== EXERCISE PASSAGE ==
*** Block opens ***

This documentary about Sean Penn’s response to the 2010
earthquake in Haiti may be self-congratulatory, but the
Actor has had an undeniable impact
Actor, director, screenwriter and now novelist Sean Penn has had some mixed notices for his non-showbiz activities and his dramatic interventions in various international situations – including his defiant declaration of faith in the late Hugo Chávez and his successor as Venezuelan president, the now-notorious Nicolás Maduro. And the naysayers and the eye-rollers may not be entirely mollified by this documentary about Sean Penn’s charity work in Haiti, which does come across in some ways as a 93-minute self-administered high-five.

*** Block closes ***

== SUPPLIED INFORMATION ==
*** Block opens ***

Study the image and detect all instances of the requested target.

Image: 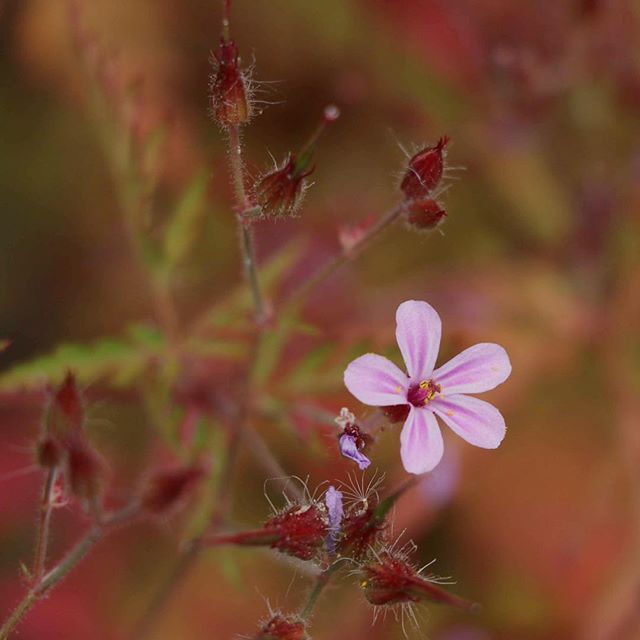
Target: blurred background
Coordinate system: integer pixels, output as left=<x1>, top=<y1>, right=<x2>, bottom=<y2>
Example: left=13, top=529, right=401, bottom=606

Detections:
left=0, top=0, right=640, bottom=640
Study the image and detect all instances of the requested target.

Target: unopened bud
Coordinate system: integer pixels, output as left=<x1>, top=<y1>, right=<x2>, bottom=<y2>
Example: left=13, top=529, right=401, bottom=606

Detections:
left=53, top=371, right=84, bottom=429
left=254, top=613, right=309, bottom=640
left=400, top=136, right=449, bottom=199
left=141, top=466, right=204, bottom=515
left=65, top=437, right=105, bottom=503
left=211, top=37, right=251, bottom=127
left=406, top=198, right=447, bottom=231
left=360, top=551, right=473, bottom=609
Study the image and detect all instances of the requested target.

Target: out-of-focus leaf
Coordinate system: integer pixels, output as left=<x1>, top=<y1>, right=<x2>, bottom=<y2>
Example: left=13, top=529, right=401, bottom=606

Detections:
left=0, top=325, right=164, bottom=391
left=164, top=173, right=208, bottom=268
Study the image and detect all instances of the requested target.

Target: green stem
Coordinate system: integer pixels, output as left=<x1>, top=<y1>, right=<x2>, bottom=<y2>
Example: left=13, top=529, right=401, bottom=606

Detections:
left=32, top=468, right=58, bottom=584
left=229, top=125, right=267, bottom=325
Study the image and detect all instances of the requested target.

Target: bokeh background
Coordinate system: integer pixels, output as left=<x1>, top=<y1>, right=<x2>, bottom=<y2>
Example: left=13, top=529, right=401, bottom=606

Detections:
left=0, top=0, right=640, bottom=640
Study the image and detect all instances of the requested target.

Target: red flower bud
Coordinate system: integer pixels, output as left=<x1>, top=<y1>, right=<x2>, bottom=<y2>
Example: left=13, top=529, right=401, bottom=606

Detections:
left=141, top=466, right=204, bottom=515
left=203, top=503, right=329, bottom=560
left=400, top=136, right=449, bottom=198
left=36, top=436, right=63, bottom=469
left=255, top=155, right=314, bottom=217
left=254, top=613, right=309, bottom=640
left=360, top=550, right=473, bottom=609
left=53, top=371, right=84, bottom=429
left=65, top=436, right=105, bottom=502
left=211, top=38, right=251, bottom=127
left=406, top=198, right=447, bottom=231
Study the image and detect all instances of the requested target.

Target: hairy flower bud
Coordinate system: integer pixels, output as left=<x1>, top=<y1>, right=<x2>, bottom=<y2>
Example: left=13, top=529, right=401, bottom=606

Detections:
left=211, top=37, right=251, bottom=127
left=255, top=155, right=314, bottom=217
left=406, top=198, right=447, bottom=231
left=360, top=550, right=473, bottom=609
left=400, top=136, right=449, bottom=199
left=254, top=613, right=309, bottom=640
left=141, top=466, right=204, bottom=515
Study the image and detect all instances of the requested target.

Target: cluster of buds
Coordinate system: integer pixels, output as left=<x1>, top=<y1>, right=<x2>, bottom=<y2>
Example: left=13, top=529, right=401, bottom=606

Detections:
left=400, top=136, right=449, bottom=231
left=253, top=105, right=340, bottom=218
left=140, top=464, right=205, bottom=516
left=360, top=547, right=474, bottom=610
left=253, top=613, right=309, bottom=640
left=36, top=372, right=106, bottom=507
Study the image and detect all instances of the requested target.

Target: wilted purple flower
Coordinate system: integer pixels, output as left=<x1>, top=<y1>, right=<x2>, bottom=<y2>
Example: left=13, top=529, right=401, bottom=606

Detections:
left=336, top=407, right=371, bottom=471
left=344, top=300, right=511, bottom=474
left=324, top=486, right=344, bottom=553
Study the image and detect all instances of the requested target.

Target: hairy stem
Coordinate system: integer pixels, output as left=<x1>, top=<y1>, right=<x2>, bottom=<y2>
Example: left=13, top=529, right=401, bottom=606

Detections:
left=229, top=125, right=266, bottom=325
left=32, top=468, right=58, bottom=584
left=0, top=505, right=138, bottom=640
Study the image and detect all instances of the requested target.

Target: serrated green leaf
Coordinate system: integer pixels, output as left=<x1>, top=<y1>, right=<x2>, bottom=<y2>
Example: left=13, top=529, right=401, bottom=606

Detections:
left=0, top=325, right=164, bottom=391
left=164, top=173, right=209, bottom=268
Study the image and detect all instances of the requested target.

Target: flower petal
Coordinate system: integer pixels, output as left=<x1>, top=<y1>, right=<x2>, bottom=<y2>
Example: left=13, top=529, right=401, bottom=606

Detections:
left=396, top=300, right=442, bottom=382
left=433, top=342, right=511, bottom=395
left=429, top=395, right=507, bottom=449
left=338, top=433, right=371, bottom=471
left=400, top=407, right=444, bottom=474
left=344, top=353, right=409, bottom=407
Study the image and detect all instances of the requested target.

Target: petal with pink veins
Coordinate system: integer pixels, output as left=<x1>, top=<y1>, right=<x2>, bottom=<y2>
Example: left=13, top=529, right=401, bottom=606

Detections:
left=433, top=342, right=511, bottom=395
left=429, top=395, right=507, bottom=449
left=400, top=407, right=444, bottom=474
left=344, top=353, right=409, bottom=407
left=396, top=300, right=442, bottom=382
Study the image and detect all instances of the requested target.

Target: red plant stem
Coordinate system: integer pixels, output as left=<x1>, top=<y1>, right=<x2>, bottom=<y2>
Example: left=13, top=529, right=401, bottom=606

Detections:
left=229, top=125, right=266, bottom=326
left=0, top=504, right=139, bottom=640
left=288, top=202, right=406, bottom=305
left=32, top=467, right=58, bottom=584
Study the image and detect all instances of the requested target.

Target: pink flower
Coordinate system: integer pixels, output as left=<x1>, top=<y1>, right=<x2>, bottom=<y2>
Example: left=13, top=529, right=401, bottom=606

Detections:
left=344, top=300, right=511, bottom=474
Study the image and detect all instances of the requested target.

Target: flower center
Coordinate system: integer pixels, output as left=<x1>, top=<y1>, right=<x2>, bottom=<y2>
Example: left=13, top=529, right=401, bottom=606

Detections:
left=407, top=380, right=440, bottom=407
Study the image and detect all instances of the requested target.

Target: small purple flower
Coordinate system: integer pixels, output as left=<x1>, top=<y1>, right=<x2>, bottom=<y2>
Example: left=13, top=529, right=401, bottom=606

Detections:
left=344, top=300, right=511, bottom=474
left=336, top=407, right=371, bottom=471
left=324, top=486, right=344, bottom=553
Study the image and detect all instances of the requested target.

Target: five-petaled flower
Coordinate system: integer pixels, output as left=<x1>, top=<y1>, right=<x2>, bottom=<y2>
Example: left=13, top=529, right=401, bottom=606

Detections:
left=344, top=300, right=511, bottom=474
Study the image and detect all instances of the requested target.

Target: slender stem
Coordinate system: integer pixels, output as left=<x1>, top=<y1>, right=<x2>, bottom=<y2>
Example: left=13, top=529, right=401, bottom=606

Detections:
left=229, top=125, right=266, bottom=325
left=289, top=203, right=405, bottom=304
left=300, top=563, right=339, bottom=620
left=0, top=506, right=138, bottom=640
left=32, top=467, right=58, bottom=584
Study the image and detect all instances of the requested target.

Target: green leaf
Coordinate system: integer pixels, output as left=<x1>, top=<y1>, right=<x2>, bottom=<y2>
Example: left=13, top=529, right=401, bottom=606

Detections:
left=0, top=325, right=164, bottom=391
left=164, top=173, right=209, bottom=268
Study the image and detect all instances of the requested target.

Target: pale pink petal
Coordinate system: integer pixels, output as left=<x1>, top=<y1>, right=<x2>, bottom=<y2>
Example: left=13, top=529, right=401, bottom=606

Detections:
left=396, top=300, right=442, bottom=382
left=400, top=407, right=444, bottom=474
left=344, top=353, right=409, bottom=407
left=433, top=342, right=511, bottom=395
left=429, top=395, right=507, bottom=449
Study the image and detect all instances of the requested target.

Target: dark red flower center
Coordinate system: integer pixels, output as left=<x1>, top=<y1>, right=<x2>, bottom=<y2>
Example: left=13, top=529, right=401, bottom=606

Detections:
left=407, top=380, right=440, bottom=407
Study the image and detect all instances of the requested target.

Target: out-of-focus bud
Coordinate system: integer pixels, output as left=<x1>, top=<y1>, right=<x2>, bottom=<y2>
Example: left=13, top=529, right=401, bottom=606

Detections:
left=36, top=436, right=63, bottom=469
left=360, top=550, right=473, bottom=609
left=254, top=613, right=309, bottom=640
left=65, top=436, right=105, bottom=503
left=406, top=198, right=447, bottom=231
left=53, top=371, right=84, bottom=429
left=253, top=105, right=340, bottom=218
left=211, top=37, right=251, bottom=127
left=141, top=465, right=204, bottom=515
left=400, top=136, right=449, bottom=199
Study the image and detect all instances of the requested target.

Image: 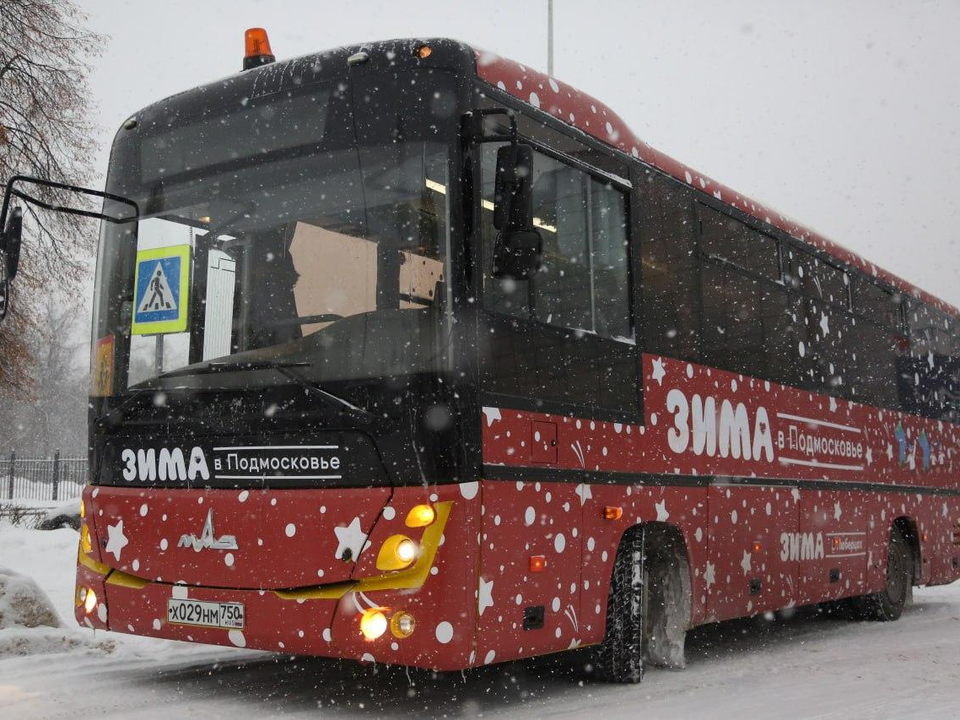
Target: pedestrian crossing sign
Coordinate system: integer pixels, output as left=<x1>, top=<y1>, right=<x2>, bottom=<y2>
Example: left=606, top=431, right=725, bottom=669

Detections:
left=131, top=245, right=190, bottom=335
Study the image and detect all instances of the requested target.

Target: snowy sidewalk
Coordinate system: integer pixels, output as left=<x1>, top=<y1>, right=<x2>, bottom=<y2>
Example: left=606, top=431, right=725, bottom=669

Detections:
left=0, top=525, right=960, bottom=720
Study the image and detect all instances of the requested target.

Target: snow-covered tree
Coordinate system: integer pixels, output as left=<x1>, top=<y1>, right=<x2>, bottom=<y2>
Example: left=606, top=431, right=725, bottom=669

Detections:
left=0, top=0, right=104, bottom=398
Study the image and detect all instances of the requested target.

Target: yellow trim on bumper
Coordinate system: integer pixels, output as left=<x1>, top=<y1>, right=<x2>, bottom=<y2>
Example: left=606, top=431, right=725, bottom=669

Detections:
left=273, top=500, right=453, bottom=600
left=77, top=500, right=453, bottom=600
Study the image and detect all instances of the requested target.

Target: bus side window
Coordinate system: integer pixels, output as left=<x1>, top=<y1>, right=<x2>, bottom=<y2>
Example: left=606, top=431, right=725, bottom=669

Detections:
left=480, top=144, right=640, bottom=413
left=482, top=145, right=634, bottom=343
left=697, top=205, right=808, bottom=394
left=900, top=300, right=960, bottom=421
left=638, top=170, right=699, bottom=360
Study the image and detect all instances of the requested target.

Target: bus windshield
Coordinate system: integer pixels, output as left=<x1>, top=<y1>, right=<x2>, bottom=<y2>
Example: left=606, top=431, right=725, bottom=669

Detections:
left=93, top=71, right=452, bottom=395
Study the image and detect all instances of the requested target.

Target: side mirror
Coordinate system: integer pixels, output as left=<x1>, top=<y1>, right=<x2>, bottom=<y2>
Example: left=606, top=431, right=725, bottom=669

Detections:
left=493, top=143, right=543, bottom=280
left=3, top=207, right=23, bottom=281
left=0, top=243, right=10, bottom=322
left=0, top=208, right=23, bottom=322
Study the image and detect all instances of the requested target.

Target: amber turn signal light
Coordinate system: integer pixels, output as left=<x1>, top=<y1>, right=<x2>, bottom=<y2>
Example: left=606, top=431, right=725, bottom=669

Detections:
left=603, top=505, right=623, bottom=520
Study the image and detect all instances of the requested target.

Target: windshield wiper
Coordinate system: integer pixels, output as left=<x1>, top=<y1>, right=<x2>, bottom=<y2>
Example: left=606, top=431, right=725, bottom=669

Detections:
left=157, top=360, right=377, bottom=423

*** Block closes ***

== EXERCISE TASKS ==
(1) What running time does the review of the Sean Penn documentary give for the film?
(2) List every role or occupation that the review of the Sean Penn documentary attributes to Penn in its opening sentence.
(3) Continue the review of the Sean Penn documentary from its final sentence.

== YOUR WRITTEN ANSWERS ==
(1) 93 minutes

(2) Actor, director, screenwriter, novelist

(3)
It begins with a carefully curated montage of TV news footage tacitly admitting what a paparazzo-punching brat he once was – but there is no clip of his puppet appearance in Trey Parker and Matt Stone’s
comedy Team America: World
police as an archetypal whiny liberal. Well, Sean Penn is entitled to praise. In 2010, he responded to the news about the Haiti earthquake by mobilising contacts already amassed during his experience helping out during
Hurricane Katrina, and he got on to Chávez, and asked him to supply hundreds of thousands of vials of Venezuelan morphine for Haiti’s field hospitals. (Penn had been out to
Venezuela to meet Chávez the year before in the sceptical company of Christopher Hitchens, who had called him an “oil-rich clown”.)